• **WHAT IS REQUIRED**:
Count the lines that contain the word "plate", treating uppercase and lowercase as different. Give only the number.

START EXERCISE MATERIAL

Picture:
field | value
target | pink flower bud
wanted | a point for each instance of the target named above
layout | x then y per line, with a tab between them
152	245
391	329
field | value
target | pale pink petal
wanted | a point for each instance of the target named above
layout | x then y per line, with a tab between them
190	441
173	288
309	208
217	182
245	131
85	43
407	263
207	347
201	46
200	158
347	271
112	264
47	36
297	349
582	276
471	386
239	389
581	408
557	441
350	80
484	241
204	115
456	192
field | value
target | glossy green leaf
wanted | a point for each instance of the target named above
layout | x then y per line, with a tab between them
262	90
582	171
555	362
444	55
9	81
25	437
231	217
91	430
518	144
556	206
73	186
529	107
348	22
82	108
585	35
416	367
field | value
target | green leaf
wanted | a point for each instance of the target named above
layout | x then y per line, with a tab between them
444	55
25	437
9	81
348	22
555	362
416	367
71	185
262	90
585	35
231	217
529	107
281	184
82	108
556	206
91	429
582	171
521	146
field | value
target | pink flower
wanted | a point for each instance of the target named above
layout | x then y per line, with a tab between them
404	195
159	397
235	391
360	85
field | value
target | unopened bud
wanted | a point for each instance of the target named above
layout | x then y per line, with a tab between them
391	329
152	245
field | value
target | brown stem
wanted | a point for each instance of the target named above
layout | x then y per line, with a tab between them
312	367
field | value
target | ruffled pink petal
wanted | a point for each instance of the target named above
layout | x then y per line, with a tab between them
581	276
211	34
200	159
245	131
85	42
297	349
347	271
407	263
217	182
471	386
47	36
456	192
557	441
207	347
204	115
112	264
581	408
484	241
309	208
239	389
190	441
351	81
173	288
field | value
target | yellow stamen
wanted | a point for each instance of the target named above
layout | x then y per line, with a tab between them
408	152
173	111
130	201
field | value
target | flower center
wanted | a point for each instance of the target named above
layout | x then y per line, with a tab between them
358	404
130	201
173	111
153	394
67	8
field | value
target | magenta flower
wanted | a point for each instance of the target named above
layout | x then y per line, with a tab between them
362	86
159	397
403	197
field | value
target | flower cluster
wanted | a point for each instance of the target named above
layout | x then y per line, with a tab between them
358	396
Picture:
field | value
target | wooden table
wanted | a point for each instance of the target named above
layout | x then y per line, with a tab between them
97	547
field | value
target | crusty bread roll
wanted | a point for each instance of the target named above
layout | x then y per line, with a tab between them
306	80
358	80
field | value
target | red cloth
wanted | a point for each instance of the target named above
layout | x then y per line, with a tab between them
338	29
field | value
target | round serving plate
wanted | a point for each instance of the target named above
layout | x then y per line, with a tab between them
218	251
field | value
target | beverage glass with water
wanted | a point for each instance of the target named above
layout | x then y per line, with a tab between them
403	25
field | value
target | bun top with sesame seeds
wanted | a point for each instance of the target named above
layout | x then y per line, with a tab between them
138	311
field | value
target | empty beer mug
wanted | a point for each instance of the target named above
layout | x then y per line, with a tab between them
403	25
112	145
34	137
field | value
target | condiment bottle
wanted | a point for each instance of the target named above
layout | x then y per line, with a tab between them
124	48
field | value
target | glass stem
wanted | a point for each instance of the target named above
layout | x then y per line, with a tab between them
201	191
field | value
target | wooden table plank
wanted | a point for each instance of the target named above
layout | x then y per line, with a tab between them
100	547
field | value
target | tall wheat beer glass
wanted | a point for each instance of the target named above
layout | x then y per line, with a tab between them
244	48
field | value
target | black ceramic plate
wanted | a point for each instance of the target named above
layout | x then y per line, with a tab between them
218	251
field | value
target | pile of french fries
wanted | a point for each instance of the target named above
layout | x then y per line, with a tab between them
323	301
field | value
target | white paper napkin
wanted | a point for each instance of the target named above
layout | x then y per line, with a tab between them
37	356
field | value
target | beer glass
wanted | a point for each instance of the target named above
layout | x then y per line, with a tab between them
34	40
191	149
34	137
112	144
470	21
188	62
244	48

END EXERCISE MATERIAL
START EXERCISE MATERIAL

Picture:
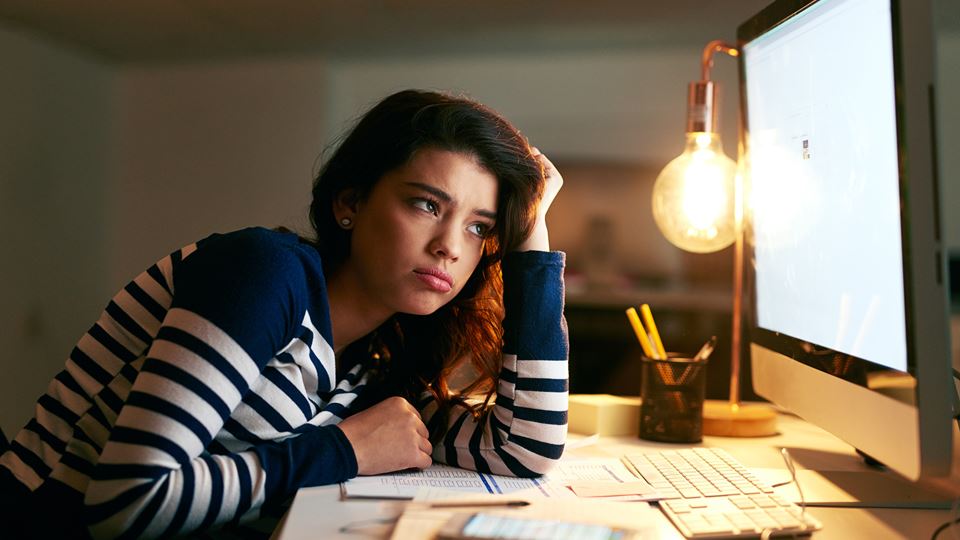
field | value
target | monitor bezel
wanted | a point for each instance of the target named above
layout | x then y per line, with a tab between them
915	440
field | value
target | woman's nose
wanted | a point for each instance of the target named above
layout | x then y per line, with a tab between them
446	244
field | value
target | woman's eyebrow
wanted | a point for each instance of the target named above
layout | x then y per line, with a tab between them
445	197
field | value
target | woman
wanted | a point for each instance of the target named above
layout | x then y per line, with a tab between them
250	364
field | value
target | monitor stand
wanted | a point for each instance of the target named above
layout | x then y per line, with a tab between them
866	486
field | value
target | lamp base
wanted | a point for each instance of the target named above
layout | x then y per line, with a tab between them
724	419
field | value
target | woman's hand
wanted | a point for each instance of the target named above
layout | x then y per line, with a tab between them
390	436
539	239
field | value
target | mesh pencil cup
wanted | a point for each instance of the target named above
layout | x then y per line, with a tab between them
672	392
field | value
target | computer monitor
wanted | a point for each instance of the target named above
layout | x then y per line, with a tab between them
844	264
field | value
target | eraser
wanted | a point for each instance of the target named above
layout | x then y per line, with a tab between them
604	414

END EXERCISE MATERIAL

• **TASK RESULT**:
2